WORK INSTRUCTIONS:
Show every line in the items that contains the word "vegetation", please.

EXERCISE INPUT:

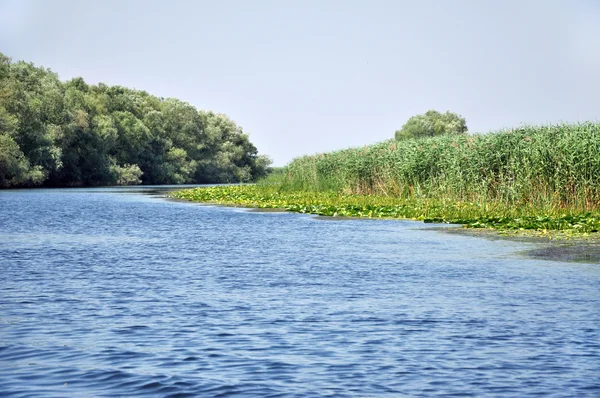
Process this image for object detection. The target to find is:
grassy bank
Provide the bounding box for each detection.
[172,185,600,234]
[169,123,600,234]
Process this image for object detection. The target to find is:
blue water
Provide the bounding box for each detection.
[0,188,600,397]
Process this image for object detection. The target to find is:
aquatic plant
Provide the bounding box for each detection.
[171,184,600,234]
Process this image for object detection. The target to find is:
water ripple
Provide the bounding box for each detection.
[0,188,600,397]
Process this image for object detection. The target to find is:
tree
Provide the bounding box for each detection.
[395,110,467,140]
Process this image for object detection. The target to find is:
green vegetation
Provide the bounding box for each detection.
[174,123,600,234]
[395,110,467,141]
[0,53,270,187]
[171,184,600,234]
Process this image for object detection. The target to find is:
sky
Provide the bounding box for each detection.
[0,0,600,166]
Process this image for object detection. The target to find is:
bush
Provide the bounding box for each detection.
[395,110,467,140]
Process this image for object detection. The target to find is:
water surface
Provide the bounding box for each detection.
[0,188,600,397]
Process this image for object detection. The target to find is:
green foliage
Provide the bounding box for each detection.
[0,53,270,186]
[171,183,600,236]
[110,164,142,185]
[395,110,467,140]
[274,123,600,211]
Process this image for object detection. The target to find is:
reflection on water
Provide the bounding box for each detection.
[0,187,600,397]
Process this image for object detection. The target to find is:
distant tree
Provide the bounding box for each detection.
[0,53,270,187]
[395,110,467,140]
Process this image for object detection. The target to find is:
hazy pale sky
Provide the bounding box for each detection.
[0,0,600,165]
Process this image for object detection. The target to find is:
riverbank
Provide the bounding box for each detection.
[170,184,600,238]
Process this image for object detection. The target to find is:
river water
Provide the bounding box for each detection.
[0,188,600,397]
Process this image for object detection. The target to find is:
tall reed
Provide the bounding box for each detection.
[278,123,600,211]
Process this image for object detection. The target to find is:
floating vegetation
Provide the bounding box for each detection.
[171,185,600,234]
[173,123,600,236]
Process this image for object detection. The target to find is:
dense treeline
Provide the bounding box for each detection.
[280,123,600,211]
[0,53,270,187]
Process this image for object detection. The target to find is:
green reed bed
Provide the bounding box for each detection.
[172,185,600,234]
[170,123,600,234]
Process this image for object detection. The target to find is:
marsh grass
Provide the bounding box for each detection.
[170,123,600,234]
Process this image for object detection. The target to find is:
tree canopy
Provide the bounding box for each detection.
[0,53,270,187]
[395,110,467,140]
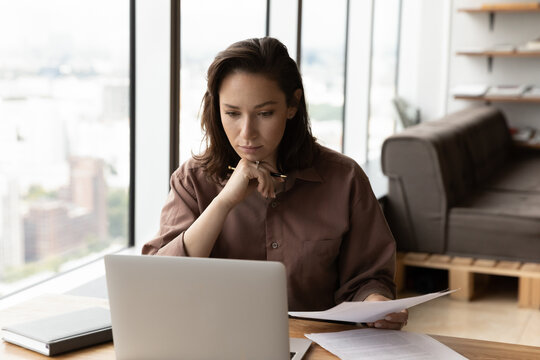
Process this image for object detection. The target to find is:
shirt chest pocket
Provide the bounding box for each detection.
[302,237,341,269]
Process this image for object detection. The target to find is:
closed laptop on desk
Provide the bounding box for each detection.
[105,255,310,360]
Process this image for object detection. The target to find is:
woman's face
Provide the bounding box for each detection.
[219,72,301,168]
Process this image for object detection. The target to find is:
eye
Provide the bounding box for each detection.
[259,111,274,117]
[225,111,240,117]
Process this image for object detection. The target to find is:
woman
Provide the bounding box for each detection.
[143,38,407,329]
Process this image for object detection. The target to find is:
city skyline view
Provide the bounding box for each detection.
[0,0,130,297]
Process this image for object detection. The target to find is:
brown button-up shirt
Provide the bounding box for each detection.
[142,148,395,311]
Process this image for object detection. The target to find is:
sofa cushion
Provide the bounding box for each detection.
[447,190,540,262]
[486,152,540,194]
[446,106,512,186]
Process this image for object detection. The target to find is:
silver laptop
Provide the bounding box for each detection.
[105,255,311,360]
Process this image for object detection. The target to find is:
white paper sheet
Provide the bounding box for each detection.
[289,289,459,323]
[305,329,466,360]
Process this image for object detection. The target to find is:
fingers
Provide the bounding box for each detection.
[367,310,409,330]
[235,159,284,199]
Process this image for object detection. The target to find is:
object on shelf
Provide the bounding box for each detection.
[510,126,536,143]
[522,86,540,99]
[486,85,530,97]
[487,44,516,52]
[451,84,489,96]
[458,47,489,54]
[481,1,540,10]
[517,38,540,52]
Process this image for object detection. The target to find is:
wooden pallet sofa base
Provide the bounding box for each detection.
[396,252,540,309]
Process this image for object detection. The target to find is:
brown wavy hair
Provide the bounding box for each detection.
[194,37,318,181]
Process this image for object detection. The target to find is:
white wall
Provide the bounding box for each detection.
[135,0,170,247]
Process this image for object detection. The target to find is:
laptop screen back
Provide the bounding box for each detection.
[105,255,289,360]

SOLUTION TO THIS TASK:
green vegetation
floating vegetation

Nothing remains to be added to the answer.